TEXTE DE LECTURE →
——

Mois de mai aidant, j'ai
profité des rares ponts de cette année pour reprendre le chemin de ma
bibliothèque afin de continuer ma lecture de livres politiques. Et la reprise
se fait en douceur avec un livre sorti récemment : "France lève-toi et
marche" de Nicolas Dupont-Aignan (NDA).
Partisan du personnage,
je ne m'attendais évidemment pas être déconcerté par cet ouvrage. Pour autant,
celui-ci m'a permis de découvrir un peu plus l'homme politique et son action.
Ce fut notamment le cas dans les premières pages où l'auteur nous expose son
parcours, depuis son enfance à son départ de l'UMP en 2007 en passant par son
élection comme maire de Yerres en 1995 et comme député de l'Essonne en 1997.

——

CONSIGNE → Recopiez fidèlement le passage du texte de lecture qui va de "Mois de mai" jusqu'à "et son action.".

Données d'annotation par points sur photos
——

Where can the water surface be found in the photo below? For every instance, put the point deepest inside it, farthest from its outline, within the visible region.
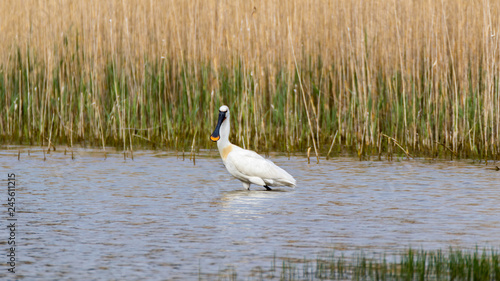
(164, 218)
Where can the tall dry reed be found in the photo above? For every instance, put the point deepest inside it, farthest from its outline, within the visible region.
(294, 73)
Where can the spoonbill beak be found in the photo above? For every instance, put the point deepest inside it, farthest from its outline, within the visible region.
(215, 135)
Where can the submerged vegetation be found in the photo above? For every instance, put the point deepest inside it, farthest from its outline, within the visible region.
(372, 78)
(411, 265)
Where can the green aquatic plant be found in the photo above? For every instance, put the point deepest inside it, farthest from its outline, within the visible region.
(385, 78)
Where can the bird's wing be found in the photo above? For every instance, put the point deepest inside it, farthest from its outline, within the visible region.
(252, 164)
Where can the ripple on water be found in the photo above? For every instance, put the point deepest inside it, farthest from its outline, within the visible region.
(161, 216)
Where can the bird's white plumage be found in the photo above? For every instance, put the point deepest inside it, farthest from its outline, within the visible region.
(246, 165)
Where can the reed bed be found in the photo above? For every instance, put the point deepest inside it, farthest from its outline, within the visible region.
(453, 264)
(416, 78)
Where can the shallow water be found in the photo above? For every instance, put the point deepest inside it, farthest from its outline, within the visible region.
(162, 217)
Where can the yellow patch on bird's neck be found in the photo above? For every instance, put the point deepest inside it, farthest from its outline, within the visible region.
(226, 150)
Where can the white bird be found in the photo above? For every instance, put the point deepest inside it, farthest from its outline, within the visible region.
(246, 165)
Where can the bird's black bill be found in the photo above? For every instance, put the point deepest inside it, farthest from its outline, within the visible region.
(215, 135)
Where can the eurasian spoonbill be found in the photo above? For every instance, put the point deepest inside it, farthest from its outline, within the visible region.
(246, 165)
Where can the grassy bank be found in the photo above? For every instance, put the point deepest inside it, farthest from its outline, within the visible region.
(410, 265)
(369, 78)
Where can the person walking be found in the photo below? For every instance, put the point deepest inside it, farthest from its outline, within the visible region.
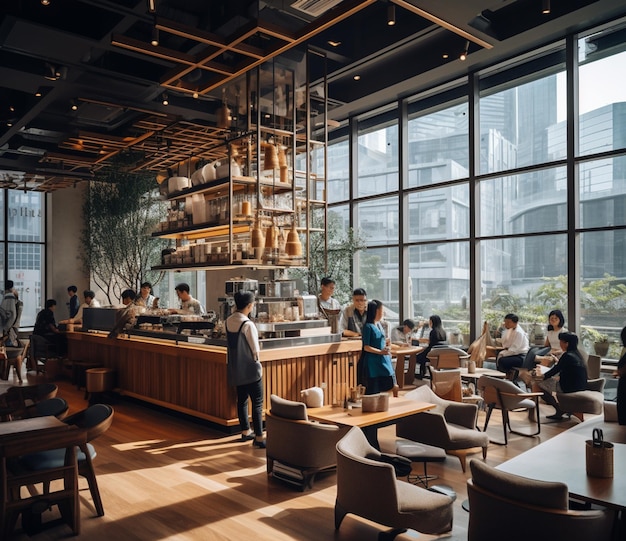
(244, 370)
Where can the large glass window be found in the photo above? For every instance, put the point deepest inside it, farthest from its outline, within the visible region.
(527, 203)
(441, 213)
(602, 99)
(377, 160)
(25, 248)
(438, 146)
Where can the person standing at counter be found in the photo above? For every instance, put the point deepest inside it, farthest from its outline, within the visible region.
(188, 305)
(145, 295)
(353, 317)
(325, 300)
(244, 369)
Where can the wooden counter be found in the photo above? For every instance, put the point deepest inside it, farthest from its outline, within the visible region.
(191, 378)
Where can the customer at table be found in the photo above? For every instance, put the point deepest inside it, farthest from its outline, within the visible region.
(353, 317)
(325, 299)
(244, 369)
(515, 344)
(377, 365)
(46, 327)
(402, 334)
(436, 337)
(556, 325)
(621, 384)
(572, 374)
(188, 305)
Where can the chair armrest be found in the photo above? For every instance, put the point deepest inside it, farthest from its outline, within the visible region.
(462, 414)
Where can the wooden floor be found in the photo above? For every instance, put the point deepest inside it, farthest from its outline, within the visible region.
(166, 477)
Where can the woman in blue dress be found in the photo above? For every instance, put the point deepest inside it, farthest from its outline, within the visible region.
(377, 356)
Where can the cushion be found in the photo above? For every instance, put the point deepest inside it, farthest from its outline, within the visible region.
(521, 489)
(288, 409)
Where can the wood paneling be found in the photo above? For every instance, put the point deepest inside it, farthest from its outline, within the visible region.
(192, 379)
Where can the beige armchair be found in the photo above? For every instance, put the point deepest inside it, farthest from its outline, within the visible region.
(507, 506)
(304, 447)
(369, 488)
(450, 425)
(504, 395)
(580, 402)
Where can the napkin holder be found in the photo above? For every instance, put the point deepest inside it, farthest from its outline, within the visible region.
(599, 456)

——

RÉPONSE ATTENDUE →
Mois de mai aidant, j'ai
profité des rares ponts de cette année pour reprendre le chemin de ma
bibliothèque afin de continuer ma lecture de livres politiques. Et la reprise
se fait en douceur avec un livre sorti récemment : "France lève-toi et
marche" de Nicolas Dupont-Aignan (NDA).
Partisan du personnage,
je ne m'attendais évidemment pas être déconcerté par cet ouvrage. Pour autant,
celui-ci m'a permis de découvrir un peu plus l'homme politique et son action.